▶ Task to carry out:
Line filter on the word "water": copy each matching line from the entries.

** Opening Data for review block **

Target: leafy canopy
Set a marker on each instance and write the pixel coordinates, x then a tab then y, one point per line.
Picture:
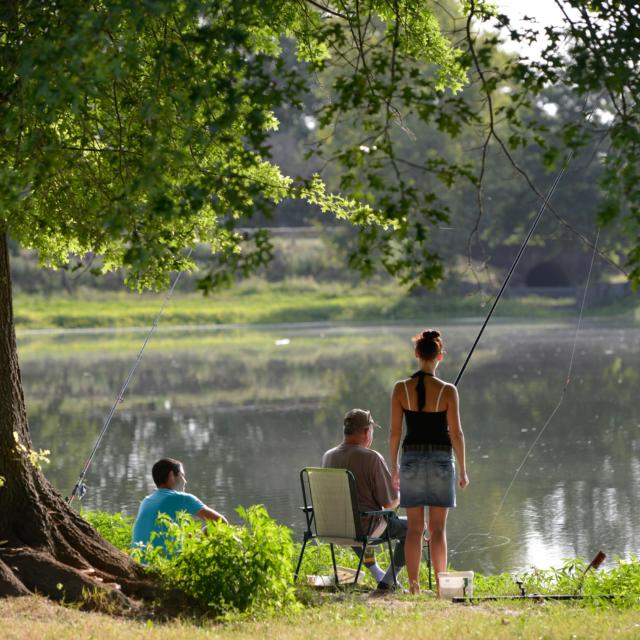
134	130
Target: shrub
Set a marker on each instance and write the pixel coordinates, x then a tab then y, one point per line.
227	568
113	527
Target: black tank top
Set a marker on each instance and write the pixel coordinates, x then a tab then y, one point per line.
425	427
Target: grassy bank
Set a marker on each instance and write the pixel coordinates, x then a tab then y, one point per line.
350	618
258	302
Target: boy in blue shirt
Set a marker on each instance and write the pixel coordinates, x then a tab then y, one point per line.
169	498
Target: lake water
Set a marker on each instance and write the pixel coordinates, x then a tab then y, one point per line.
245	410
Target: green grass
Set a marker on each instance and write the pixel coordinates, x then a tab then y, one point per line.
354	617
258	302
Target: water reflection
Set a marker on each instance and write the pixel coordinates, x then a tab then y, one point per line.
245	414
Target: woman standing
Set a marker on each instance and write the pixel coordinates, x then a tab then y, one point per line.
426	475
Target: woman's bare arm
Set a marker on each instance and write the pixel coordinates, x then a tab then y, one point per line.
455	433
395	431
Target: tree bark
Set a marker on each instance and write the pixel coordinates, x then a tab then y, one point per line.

** Closing Data for review block **

▶ Result for this exercise:
Target: lake water
Target: water reflection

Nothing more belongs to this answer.